[WHAT YOU ARE ASKED TO DO]
Could you give the data that follows again exactly, without its pictures?

Excerpts from a dataset:
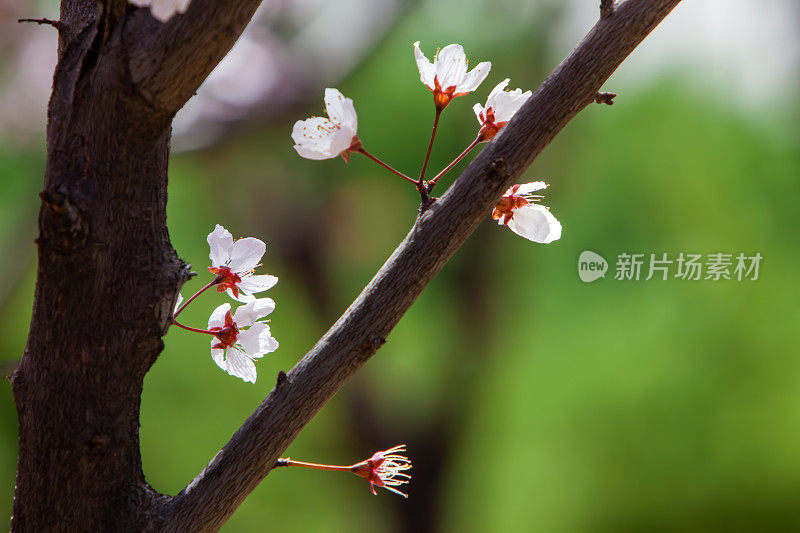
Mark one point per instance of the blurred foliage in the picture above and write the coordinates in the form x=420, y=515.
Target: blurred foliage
x=546, y=404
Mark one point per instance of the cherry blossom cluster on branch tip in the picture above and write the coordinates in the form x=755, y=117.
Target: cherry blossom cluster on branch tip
x=386, y=469
x=448, y=77
x=241, y=337
x=163, y=10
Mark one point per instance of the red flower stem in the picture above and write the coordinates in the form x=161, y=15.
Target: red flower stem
x=289, y=462
x=187, y=302
x=189, y=328
x=455, y=162
x=430, y=147
x=384, y=165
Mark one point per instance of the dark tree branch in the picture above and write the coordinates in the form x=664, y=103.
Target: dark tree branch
x=53, y=23
x=168, y=62
x=605, y=98
x=606, y=8
x=250, y=454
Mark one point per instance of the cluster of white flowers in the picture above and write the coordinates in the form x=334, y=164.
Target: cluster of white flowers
x=243, y=336
x=447, y=77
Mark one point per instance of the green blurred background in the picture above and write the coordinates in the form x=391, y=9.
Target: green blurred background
x=530, y=401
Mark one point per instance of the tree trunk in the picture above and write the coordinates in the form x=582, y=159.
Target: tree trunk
x=107, y=279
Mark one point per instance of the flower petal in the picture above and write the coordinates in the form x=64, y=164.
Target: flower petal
x=218, y=355
x=424, y=66
x=528, y=188
x=239, y=365
x=341, y=110
x=473, y=79
x=250, y=341
x=479, y=110
x=450, y=66
x=244, y=297
x=313, y=138
x=220, y=242
x=246, y=253
x=217, y=318
x=257, y=283
x=247, y=314
x=535, y=223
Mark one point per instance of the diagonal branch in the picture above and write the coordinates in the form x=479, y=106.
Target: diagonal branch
x=169, y=61
x=251, y=453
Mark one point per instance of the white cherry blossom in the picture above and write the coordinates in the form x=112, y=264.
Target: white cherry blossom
x=242, y=337
x=501, y=105
x=518, y=210
x=163, y=10
x=326, y=138
x=447, y=76
x=233, y=262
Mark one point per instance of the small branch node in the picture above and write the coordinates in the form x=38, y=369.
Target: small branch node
x=606, y=8
x=605, y=98
x=378, y=341
x=497, y=169
x=283, y=379
x=54, y=23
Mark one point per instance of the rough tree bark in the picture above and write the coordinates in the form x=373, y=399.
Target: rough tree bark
x=108, y=276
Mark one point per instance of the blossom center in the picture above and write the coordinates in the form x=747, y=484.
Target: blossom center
x=227, y=279
x=506, y=205
x=227, y=334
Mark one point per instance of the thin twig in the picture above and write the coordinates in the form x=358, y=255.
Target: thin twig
x=606, y=8
x=605, y=98
x=361, y=150
x=468, y=149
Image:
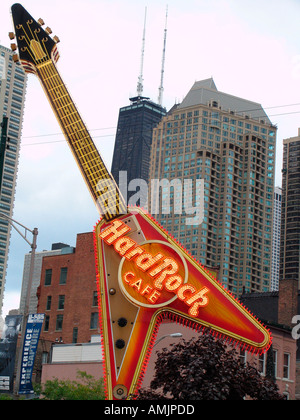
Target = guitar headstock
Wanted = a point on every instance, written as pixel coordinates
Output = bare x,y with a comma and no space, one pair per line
35,43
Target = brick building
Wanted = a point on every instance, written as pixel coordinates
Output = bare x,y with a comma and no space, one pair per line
68,294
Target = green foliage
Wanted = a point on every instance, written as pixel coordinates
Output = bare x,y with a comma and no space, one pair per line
86,388
205,369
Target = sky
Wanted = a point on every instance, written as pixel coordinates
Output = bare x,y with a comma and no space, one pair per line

[RESPONSE]
Mark one point per instance of the blurred foliage in the picture above and write the coordinates in the form x=420, y=515.
Target: blurred foliage
x=546, y=404
Mark one point per instance of the cherry blossom cluster on branch tip in the picture above and write the coordinates in the form x=755, y=117.
Target: cherry blossom cluster on branch tip
x=386, y=469
x=448, y=77
x=241, y=337
x=163, y=10
Mark one point per instance of the red flower stem in the picture above and write the coordinates in the form x=161, y=15.
Target: red flower stem
x=289, y=462
x=187, y=302
x=189, y=328
x=455, y=162
x=430, y=147
x=384, y=165
Mark one point per instance of the dark tree branch in the picture above and write the coordinates in the form x=664, y=103.
Target: dark tree branch
x=53, y=23
x=168, y=62
x=605, y=98
x=606, y=8
x=250, y=454
Mark one point per instance of the cluster of white flowers in the picture above and write the coordinates in the form x=334, y=164.
Target: cluster of white flowers
x=243, y=336
x=447, y=77
Mark one point per instance of the green blurred background in the picture above and write the coordinates in the form x=391, y=9.
Target: green blurred background
x=530, y=401
Mark one point per instance of the tree trunk in the picture above and write the coordinates in the form x=582, y=159.
Target: tree trunk
x=107, y=279
Mark one point per instance of the flower petal in the picture above and write the coordinates in the form x=64, y=164.
Target: flower petal
x=218, y=355
x=424, y=66
x=528, y=188
x=239, y=365
x=341, y=110
x=473, y=79
x=250, y=341
x=479, y=110
x=450, y=66
x=244, y=297
x=313, y=138
x=220, y=242
x=246, y=253
x=217, y=318
x=257, y=283
x=247, y=314
x=535, y=223
Mark one point per instance of the diagonal branch in the picture above and write the coordinates in the form x=479, y=106.
Target: diagonal branch
x=169, y=61
x=251, y=453
Mark one point per instance of the white cherry blossom in the picture above and write the coordinates in the form x=112, y=264.
Target: white cherry blossom
x=242, y=337
x=501, y=105
x=518, y=210
x=163, y=10
x=326, y=138
x=447, y=76
x=233, y=262
Mark one point per instance of the small branch node in the picture above and write the coordinates in the form x=38, y=369.
Target: small branch node
x=606, y=8
x=605, y=98
x=378, y=341
x=497, y=169
x=283, y=379
x=54, y=23
Mark one point per instance of the rough tree bark in the picture above and write the coordinates in the form x=373, y=399.
Target: rough tree bark
x=108, y=276
Mark one point per instance of the blossom center in the picture above and write the coordinates in the form x=747, y=484.
Target: blossom center
x=227, y=279
x=506, y=205
x=227, y=334
Mark one point per instance of the thin twig in the picture above and write the coordinates in the form x=358, y=255.
Target: thin twig
x=606, y=8
x=605, y=98
x=361, y=150
x=468, y=149
Image:
Target = guitar headstock
Wanted = a point on every instance, written as pixel coordinates
Output = bare x,y with a comma and no space, one pair per line
35,43
Target = brick building
Wanted = a point on every instance, written as pixel coordinates
Output = bare x,y with a comma and no space, one pair per line
68,294
Target = green foliage
Wanted = a point on every instance, written as pixel coordinates
Output = bare x,y with a comma and no space, one pair per line
86,388
205,369
Target = sky
Wanted = a point on every instance, written as pixel coordinates
Output = bare x,y with a comma and no space, one pair per line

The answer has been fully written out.